## Task directions
Every line in the data below from the one containing "Indicate the outdoor" down to the one containing "Indicate the man in white", both included, must be retyped exactly; no other line is to appear.
*** Supplied data ***
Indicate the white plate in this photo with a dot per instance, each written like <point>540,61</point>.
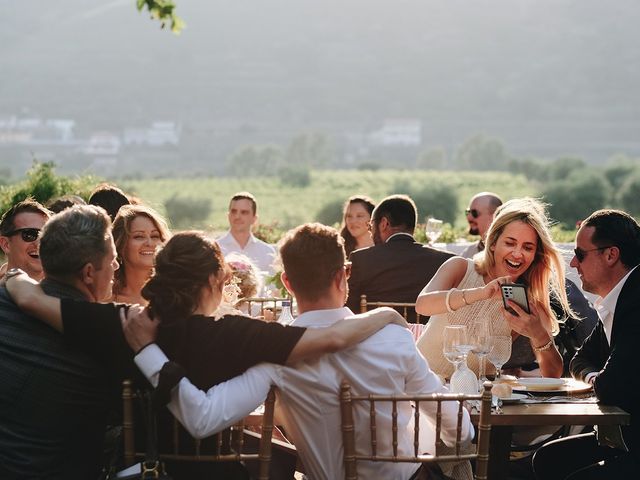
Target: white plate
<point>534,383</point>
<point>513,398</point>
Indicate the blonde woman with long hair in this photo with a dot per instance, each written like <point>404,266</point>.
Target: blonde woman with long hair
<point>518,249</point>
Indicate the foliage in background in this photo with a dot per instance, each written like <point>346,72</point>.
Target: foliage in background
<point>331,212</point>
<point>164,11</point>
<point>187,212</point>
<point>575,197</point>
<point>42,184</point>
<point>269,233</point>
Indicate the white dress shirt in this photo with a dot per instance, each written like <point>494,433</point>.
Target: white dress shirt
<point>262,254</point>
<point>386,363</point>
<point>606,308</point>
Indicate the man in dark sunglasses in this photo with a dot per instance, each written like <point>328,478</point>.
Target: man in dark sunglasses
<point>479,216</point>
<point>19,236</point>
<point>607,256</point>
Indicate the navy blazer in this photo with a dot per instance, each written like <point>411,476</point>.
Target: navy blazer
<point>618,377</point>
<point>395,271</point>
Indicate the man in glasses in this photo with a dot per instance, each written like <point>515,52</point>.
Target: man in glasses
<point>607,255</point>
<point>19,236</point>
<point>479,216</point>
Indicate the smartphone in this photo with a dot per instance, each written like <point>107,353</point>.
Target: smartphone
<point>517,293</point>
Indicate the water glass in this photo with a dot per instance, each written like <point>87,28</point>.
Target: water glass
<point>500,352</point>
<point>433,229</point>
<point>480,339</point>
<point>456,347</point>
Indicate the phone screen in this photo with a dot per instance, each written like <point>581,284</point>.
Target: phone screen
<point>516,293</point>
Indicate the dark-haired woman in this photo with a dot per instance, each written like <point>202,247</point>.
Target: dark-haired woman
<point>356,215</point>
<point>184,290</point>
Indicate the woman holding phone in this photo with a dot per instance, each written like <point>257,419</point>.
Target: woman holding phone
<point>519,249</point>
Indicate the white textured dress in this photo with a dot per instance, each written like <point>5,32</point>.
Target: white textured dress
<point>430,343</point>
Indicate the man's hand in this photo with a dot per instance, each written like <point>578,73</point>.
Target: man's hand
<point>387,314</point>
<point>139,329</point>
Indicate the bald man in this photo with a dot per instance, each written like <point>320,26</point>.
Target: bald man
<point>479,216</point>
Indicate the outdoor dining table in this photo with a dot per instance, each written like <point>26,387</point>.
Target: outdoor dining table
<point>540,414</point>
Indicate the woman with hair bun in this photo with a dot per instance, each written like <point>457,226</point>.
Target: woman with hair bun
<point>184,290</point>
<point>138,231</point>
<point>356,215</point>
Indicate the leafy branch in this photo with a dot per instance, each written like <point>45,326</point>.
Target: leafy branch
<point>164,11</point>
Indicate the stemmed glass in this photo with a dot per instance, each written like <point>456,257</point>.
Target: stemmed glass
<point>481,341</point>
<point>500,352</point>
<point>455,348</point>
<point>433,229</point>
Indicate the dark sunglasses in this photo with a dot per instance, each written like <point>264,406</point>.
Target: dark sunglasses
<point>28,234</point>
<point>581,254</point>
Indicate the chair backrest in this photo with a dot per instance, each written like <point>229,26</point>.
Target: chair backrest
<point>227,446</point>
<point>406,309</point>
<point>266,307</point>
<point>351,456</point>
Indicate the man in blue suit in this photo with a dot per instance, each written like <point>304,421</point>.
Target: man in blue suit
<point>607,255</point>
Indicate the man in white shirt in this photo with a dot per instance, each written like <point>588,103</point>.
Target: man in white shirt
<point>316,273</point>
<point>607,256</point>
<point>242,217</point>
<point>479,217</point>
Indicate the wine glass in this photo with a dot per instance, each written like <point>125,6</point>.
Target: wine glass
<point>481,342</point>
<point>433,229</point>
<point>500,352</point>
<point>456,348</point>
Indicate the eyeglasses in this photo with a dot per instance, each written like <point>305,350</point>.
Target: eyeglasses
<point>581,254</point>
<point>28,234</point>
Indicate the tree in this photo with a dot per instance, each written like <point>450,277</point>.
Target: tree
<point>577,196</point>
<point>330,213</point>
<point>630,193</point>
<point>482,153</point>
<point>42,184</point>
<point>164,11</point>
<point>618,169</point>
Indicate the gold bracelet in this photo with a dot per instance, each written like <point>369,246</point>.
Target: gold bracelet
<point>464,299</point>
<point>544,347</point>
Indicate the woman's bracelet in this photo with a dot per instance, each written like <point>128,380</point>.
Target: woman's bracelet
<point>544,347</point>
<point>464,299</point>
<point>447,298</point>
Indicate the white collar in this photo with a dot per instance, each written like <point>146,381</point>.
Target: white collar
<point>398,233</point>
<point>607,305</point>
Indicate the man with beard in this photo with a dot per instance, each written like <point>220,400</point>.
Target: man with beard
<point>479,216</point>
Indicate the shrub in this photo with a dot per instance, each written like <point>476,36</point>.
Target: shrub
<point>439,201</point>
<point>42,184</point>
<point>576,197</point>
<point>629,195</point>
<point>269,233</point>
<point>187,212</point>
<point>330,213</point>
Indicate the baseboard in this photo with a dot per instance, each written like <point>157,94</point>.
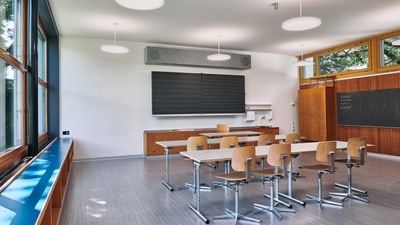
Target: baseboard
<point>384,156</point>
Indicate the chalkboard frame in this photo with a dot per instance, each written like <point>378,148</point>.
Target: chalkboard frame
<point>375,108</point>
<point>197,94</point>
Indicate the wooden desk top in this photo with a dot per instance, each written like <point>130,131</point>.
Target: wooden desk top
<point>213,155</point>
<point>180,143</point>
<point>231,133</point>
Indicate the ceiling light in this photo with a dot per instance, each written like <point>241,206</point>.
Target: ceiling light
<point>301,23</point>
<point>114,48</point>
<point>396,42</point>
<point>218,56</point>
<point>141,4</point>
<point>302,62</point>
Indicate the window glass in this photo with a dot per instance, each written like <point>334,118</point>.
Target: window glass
*** End of Supplied data ***
## Solved problem
Indicate the outdoor dining table in this photo with a dot per instance, each written like <point>26,387</point>.
Target: outdoor dining table
<point>540,414</point>
Indicate the woman with hair bun in this photo with a dot per instance, each written like <point>457,226</point>.
Target: woman with hair bun
<point>184,290</point>
<point>138,231</point>
<point>356,215</point>
Indicate the leafy branch in this photo with a dot per instance, each written like <point>45,326</point>.
Target: leafy branch
<point>164,11</point>
Indicate the stemmed glass in this photo with a dot per instance, each written like <point>456,257</point>.
Target: stemmed glass
<point>481,341</point>
<point>500,352</point>
<point>455,348</point>
<point>433,229</point>
Indicate the dark sunglasses in this photo with a dot per instance, each written like <point>264,406</point>.
Target: dark sunglasses
<point>28,234</point>
<point>581,254</point>
Indicate the chair backrest in this photo with a dot per instance, each written like <point>229,26</point>.
Target: chair backrest
<point>227,446</point>
<point>406,309</point>
<point>266,307</point>
<point>351,456</point>
Indicate the man in blue suit in this photo with a dot per instance, each written like <point>304,421</point>.
Target: man in blue suit
<point>607,255</point>
Indicate the man in white shirt in this photo with a dot per instance, each written like <point>588,103</point>.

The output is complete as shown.